#### 本文
==================================================

~熱風の果て~

観劇の記録

「最終ベルが鳴る」公演@AKB48劇場

【出演】阿部マリア岩立沙穂内田眞由美北原里英倉持明日香小林香菜小林茉里奈鈴木紫帆里近野莉菜中田ちさと野澤玲奈平田梨奈藤田奈那前田亜美宮崎美穂武藤十夢後藤萌咲下口ひなな
千秋楽まで残すこと2公演というタイミングで急告があった、さっほーのチームKへの代役出演。チーム4の解散も近いということもあって、多少の迷いはあったが、最初で最後の雄姿を見られるものならば現場で見たいという思いが勝り、そして叶えられた。

==================================================

#### 記録データ
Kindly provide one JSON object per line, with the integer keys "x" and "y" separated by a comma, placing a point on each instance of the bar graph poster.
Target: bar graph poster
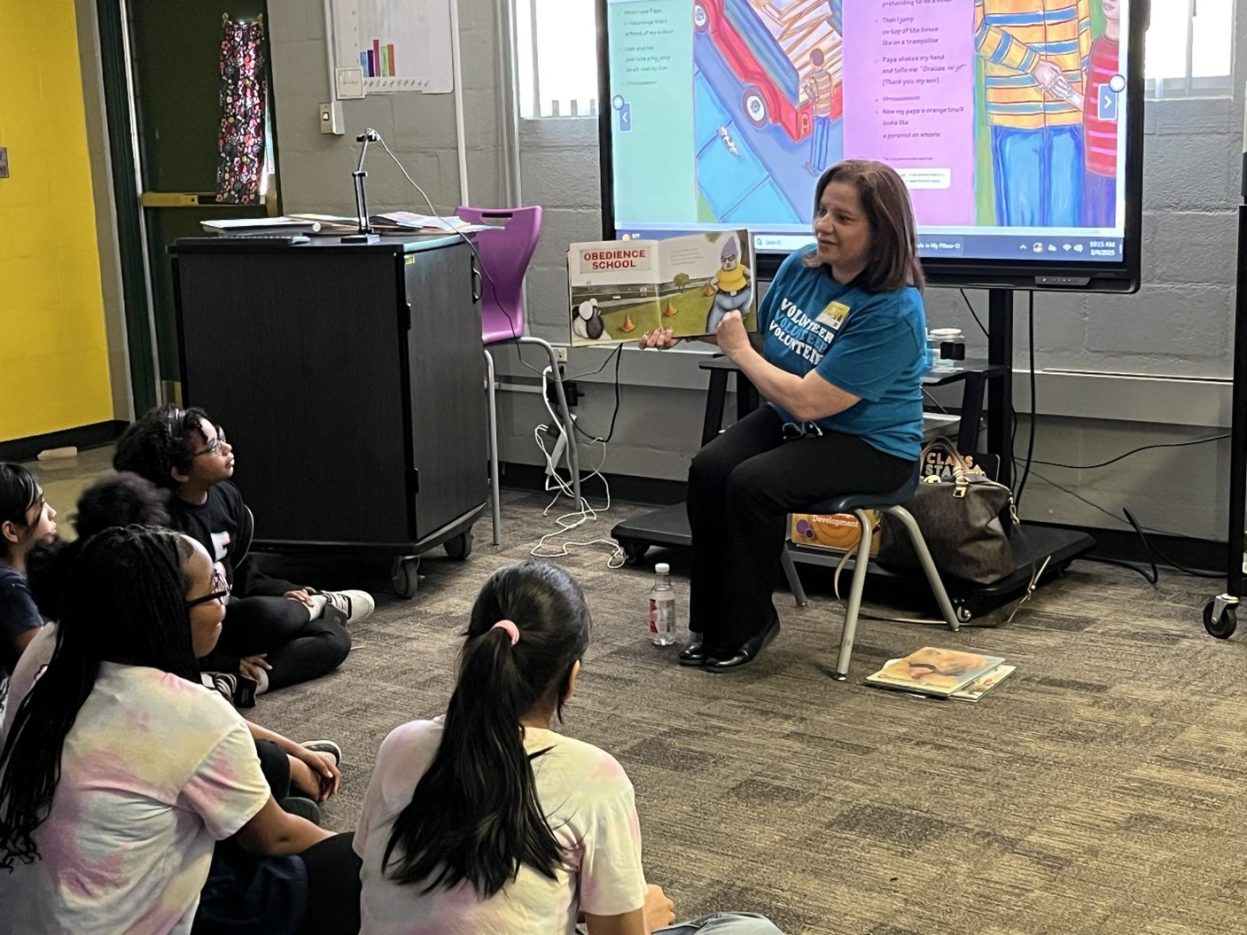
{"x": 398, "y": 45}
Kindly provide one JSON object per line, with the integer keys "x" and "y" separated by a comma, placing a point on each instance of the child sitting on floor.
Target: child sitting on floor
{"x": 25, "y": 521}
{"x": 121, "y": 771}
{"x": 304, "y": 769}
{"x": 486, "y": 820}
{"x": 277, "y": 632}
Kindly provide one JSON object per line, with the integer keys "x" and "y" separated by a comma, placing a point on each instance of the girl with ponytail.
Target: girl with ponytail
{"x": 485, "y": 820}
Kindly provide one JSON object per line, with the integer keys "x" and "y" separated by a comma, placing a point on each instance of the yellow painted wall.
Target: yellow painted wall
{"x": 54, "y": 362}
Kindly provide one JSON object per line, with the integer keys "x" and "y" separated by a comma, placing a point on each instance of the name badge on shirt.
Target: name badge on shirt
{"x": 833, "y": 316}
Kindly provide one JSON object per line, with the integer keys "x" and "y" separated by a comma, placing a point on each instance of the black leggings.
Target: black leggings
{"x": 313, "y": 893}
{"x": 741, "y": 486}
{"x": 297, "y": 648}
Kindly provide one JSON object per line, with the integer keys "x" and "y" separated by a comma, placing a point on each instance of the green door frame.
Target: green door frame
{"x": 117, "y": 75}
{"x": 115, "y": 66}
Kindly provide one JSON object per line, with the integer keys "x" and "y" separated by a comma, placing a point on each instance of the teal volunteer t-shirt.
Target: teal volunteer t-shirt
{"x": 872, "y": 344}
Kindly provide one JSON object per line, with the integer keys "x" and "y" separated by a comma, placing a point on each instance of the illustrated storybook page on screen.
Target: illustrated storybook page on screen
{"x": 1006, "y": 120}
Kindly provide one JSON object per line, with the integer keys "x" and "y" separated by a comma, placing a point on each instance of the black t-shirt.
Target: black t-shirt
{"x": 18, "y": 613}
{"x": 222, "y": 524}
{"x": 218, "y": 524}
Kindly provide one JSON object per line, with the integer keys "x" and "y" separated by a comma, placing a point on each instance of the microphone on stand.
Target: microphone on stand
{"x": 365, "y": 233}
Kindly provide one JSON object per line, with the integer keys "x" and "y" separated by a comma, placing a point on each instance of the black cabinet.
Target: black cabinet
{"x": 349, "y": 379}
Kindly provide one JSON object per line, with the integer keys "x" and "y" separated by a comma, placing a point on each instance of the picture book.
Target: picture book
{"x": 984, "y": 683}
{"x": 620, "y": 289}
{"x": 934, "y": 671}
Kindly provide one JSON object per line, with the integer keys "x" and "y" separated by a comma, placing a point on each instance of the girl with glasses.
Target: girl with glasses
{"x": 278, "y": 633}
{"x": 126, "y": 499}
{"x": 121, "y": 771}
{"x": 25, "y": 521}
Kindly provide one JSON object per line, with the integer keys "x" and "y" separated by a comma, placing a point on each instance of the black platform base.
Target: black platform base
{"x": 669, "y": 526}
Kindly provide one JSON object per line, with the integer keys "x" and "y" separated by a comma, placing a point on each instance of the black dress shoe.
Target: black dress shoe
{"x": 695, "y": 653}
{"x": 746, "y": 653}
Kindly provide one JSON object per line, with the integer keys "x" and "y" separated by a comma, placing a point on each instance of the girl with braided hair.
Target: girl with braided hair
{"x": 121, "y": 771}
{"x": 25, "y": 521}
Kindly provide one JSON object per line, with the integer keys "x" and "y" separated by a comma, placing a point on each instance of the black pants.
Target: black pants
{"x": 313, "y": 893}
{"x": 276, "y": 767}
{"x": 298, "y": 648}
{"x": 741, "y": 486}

==================================================

#### 課題一覧
1. 本文の観劇記録を2文で要約してください。
2. 観劇記録の最後の文に続けて、その先を書き進めてください。

#### 解答例
1. AKB48劇場で行われた「最終ベルが鳴る」公演の記録で、千秋楽まで残り2公演というところで、さっほーがチームKの公演に代役で出演すると急に告知された。チーム4の解散が近いこともあって多少迷ったものの、最初で最後の雄姿を現場で見たいという思いが勝ち、その願いは叶えられた。

2.
「最終ベルが鳴る」公演を劇場で見るのは、2009年1月4日以来、5年3か月ぶり。オリジナルの当時を振り返れば、K3までの、客席と一緒に盛り上がる路線からの転換を前に、初見時にはとっつきにくさが先に来た公演だった。しかし、個人のパフォーマンスと複雑なフォーメーションを両立しなければ成り立たないようなハイレベルなセットリストの魅力に次第に虜にされたのを覚えている。AKBのチーム公演の金字塔がそこにはあった。久しぶりに劇場で見ても、セットリスト自体の力を再認識した。特に全体曲は、「マンモス」から「支え」まで一瞬の無駄もない。序盤4曲、中盤4曲、アンコール3曲は、単体としても良曲ぞろいだし、それぞれのつながり、流れ、コントラストが素晴らしい。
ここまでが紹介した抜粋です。